Set down the whole listing verbatim.

> **Records excerpted from a collection**
* * *

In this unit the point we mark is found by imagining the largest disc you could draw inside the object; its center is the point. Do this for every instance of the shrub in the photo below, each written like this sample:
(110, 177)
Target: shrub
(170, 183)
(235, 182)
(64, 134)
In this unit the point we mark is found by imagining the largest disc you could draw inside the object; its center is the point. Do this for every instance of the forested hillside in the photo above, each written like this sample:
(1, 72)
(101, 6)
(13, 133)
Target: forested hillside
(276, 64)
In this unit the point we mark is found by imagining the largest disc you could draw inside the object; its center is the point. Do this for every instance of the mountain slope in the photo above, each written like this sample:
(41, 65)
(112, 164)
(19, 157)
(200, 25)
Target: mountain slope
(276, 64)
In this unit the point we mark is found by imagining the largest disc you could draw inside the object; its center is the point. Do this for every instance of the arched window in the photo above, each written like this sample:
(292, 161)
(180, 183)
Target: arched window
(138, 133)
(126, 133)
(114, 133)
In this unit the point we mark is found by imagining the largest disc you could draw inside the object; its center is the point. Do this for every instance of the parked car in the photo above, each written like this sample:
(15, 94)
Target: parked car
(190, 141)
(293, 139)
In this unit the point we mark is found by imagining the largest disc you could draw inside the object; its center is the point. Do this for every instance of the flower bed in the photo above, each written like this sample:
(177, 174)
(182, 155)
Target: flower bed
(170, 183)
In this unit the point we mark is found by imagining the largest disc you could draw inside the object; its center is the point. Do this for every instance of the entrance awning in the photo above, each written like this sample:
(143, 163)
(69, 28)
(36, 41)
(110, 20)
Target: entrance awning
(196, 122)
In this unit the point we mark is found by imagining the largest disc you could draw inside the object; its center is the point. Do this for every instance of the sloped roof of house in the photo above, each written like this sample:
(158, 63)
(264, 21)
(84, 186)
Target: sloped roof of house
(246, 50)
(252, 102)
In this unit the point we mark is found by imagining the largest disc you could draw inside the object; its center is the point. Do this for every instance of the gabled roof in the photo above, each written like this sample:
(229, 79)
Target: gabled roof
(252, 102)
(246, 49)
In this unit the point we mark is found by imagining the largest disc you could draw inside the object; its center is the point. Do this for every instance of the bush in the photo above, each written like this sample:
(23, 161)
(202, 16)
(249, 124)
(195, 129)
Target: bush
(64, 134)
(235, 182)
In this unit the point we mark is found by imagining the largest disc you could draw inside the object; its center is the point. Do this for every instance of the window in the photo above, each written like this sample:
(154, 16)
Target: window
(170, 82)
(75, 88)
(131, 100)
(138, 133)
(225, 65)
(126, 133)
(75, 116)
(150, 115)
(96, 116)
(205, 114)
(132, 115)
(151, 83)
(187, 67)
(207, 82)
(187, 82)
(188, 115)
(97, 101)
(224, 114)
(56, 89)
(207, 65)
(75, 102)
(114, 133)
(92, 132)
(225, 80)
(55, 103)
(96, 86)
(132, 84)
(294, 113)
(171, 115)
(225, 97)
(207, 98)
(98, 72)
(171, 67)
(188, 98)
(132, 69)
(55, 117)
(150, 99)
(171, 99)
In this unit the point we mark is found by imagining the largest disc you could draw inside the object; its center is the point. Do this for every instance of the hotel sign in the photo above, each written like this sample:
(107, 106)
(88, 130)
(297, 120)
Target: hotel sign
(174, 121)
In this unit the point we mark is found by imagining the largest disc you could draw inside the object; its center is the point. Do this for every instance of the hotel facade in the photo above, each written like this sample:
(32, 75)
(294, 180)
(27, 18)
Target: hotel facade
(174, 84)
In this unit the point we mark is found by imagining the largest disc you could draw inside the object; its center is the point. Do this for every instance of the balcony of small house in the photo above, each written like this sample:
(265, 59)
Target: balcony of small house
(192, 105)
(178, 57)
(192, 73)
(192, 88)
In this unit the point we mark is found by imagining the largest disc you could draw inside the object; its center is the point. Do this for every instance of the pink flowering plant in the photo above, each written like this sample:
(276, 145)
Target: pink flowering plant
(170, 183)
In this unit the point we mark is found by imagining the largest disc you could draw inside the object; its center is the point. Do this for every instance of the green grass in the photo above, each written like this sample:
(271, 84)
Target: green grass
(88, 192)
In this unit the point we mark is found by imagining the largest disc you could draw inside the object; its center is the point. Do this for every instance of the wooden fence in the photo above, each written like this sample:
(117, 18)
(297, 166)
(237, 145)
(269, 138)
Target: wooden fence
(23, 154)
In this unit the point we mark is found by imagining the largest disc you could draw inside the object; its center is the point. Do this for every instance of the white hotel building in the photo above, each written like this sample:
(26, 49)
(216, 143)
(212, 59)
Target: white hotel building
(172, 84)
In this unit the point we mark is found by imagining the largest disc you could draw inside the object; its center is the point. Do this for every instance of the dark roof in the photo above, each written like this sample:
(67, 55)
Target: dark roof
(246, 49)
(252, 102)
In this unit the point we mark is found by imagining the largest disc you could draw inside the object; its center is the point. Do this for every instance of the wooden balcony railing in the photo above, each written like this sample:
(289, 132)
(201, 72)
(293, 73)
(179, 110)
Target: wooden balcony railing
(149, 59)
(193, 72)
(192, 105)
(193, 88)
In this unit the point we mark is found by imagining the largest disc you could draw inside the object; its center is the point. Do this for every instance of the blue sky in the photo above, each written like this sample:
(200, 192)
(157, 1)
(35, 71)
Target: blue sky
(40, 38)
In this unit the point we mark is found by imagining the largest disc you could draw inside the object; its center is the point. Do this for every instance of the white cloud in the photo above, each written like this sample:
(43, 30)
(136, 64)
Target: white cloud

* * *

> **Task answer**
In this unit the point we mark is found by imagining the largest disc you could draw inside the object; its center is the point. Do this for every instance of the shrub in the photo below, each written like this sample:
(110, 177)
Target: shrub
(170, 183)
(235, 182)
(64, 134)
In this unit the point we mark is found by imagining the largest disc you could draw inside the object; its center is the point. Do this for every instance of the forested hillside in the photo above, each written like this sample:
(1, 72)
(101, 6)
(13, 133)
Target: forested hillside
(276, 64)
In this unit the point we mark is found by imagining the largest disc you could draw inside the object; its center is the point. Do this for every instance of the mountain slope in the photo above, each written like this sample:
(41, 65)
(112, 164)
(19, 157)
(200, 25)
Target: mountain slope
(276, 64)
In this unit the point we mark is found by imagining the largest disc you could draw inside the object; its center is the point. Do this for every instance of the arched window in the photo above, each written like this sample:
(292, 161)
(180, 183)
Target: arched window
(138, 133)
(126, 133)
(114, 133)
In this unit the point we mark is found by imagining the largest disc you could draw inside the object; its center is the point. Do this for every instance of the parked car in the photo above, each written like this sample:
(15, 94)
Target: parked car
(190, 141)
(293, 139)
In this unit the point we mark is found by imagining the largest disc you could draw inside the object; its center is the point. Do this for every instance of the flower bed in the photo above, each written like this sample:
(177, 174)
(182, 155)
Target: flower bed
(170, 183)
In this unit the point we mark is found by imagining the largest disc you could draw inside the object; its center is the point. Do this for every instance of the entrance awning in the photo above, each written like this sample:
(143, 163)
(69, 28)
(36, 41)
(110, 20)
Target: entrance awning
(196, 122)
In this unit the point we mark is found by imagining the largest disc you could draw inside the object; its center is the point. Do this for every instance of the sloped roof of house in the photo above, each written like this sample:
(158, 63)
(264, 21)
(84, 186)
Target: sloped roof of house
(246, 50)
(252, 102)
In this unit the point we mark is found by imagining the largest disc you could draw inside the object; its center is the point. Do this for every instance of the gabled roof in the photo above, each written like this sample:
(229, 79)
Target: gabled roof
(252, 102)
(246, 49)
In this unit the point we mark is found by imagining the largest disc you could draw inside the object; its center is the point. Do this for every instance of the bush in the photo above, each written like this sample:
(23, 161)
(202, 16)
(249, 124)
(195, 129)
Target: bush
(64, 134)
(235, 182)
In this unit the point we mark is found by imagining the largest disc you could draw inside the object; its center is the point. Do this for every instance of the window in the photo above, each written like this sample:
(154, 16)
Target: window
(170, 82)
(75, 88)
(131, 100)
(138, 133)
(225, 65)
(126, 133)
(75, 116)
(150, 115)
(96, 116)
(205, 114)
(132, 115)
(151, 83)
(187, 67)
(207, 82)
(187, 82)
(188, 115)
(97, 101)
(224, 114)
(56, 89)
(207, 65)
(75, 102)
(114, 133)
(92, 132)
(225, 80)
(55, 103)
(96, 86)
(132, 84)
(294, 113)
(171, 115)
(225, 97)
(207, 98)
(98, 72)
(171, 67)
(188, 98)
(132, 69)
(55, 117)
(150, 99)
(171, 99)
In this unit the point we mark is found by imagining the largest disc you could draw inside the object; its center is the point. Do this for every instance of the hotel sign in the photo above, each written like this sample:
(107, 106)
(88, 130)
(297, 120)
Target: hotel sign
(174, 121)
In this unit the point we mark is found by imagining the largest disc you could draw inside the object; its center is the point. Do this for every instance of the hotel facade in the photo above, each written like this sample:
(32, 75)
(294, 180)
(27, 18)
Target: hotel facade
(174, 84)
In this unit the point we mark is found by imagining the largest disc you could draw inside the object; its center is the point. Do this for every instance of the balcony of small house in the photo above, each written like this sample:
(265, 59)
Target: balcony of small house
(192, 105)
(178, 57)
(192, 73)
(192, 88)
In this unit the point we mark is found by imagining the largest disc you could draw inside the object; its center is the point. Do this for every instance of the pink flowering plant in the photo above, each written like this sample:
(276, 145)
Target: pink flowering plant
(170, 183)
In this unit the point we mark is found by imagining the largest disc you could draw inside the object; its center is the point. Do this for every instance of the green grass in the photo above, each written like this sample:
(271, 84)
Target: green grass
(88, 192)
In this unit the point we mark is found by imagining the largest disc you could draw inside the object; its center is the point. Do this for every instance of the wooden fence in the photo above, each written like this sample:
(117, 18)
(297, 166)
(237, 145)
(269, 138)
Target: wooden fence
(23, 154)
In this unit the point we mark is found by imagining the largest disc you could draw inside the object; its center is the point. Do this for every instance of the white hotel building in the photo above, each written like this sample:
(26, 49)
(216, 143)
(212, 59)
Target: white hotel building
(172, 84)
In this unit the point we mark is found by imagining the largest disc you could draw inside the object; its center is the point. Do this for every instance of the dark roof in the photo above, each written like this sample:
(67, 55)
Target: dark roof
(246, 49)
(252, 102)
In this unit the point we mark is found by imagining the largest disc you could draw inside the object; its center is the point. Do this for every instance of the wooden balcony railing in the photo above, each written like this sample:
(289, 132)
(201, 72)
(293, 73)
(179, 110)
Target: wooden balcony railing
(149, 59)
(193, 72)
(192, 105)
(193, 88)
In this unit the point we mark is found by imagining the largest disc you could draw inside the object; its center is the point. Do this for every instance of the blue sky in the photo above, each written like this sample:
(200, 192)
(157, 1)
(35, 71)
Target: blue sky
(40, 38)
In this unit the point we mark is found by imagining the largest disc you could draw inside the object; its center is the point. Do this for every instance of the white cloud in the photo above, each written like this sample:
(43, 30)
(136, 64)
Target: white cloud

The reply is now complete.